▶ **Data supplied**
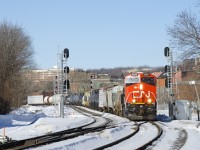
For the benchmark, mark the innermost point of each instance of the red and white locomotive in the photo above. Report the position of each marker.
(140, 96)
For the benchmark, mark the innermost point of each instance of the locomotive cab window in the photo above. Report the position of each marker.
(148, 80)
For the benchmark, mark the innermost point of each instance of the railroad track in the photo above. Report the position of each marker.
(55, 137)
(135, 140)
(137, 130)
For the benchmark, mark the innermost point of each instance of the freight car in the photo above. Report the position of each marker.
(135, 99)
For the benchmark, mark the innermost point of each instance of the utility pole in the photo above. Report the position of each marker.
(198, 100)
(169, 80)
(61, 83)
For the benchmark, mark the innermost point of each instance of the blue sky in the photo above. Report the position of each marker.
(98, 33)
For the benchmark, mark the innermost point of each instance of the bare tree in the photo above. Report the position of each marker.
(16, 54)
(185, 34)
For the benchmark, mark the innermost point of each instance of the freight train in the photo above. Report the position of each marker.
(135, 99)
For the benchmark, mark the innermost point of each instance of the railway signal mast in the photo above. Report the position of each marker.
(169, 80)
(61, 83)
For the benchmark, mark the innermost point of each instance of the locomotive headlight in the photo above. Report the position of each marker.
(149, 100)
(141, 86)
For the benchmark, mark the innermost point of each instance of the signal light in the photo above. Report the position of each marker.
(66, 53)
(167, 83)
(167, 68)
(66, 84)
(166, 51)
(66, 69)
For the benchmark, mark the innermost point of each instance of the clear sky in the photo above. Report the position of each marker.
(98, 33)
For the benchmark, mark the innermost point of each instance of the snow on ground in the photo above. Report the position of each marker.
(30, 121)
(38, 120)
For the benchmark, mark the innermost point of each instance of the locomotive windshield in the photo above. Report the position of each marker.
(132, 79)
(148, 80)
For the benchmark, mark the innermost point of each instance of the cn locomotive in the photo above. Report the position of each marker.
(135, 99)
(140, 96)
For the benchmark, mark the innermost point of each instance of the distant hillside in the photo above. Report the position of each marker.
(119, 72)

▶ **Do this**
Starting at the line containing "of the distant" and continuing through the last line, write those lines out again with "distant hillside" changed to "far ridge" and nothing else changed.

▶ **Task solution**
For the benchmark, mark the innermost point of each instance of the far ridge in the photo above. Report the position of each marker.
(119, 72)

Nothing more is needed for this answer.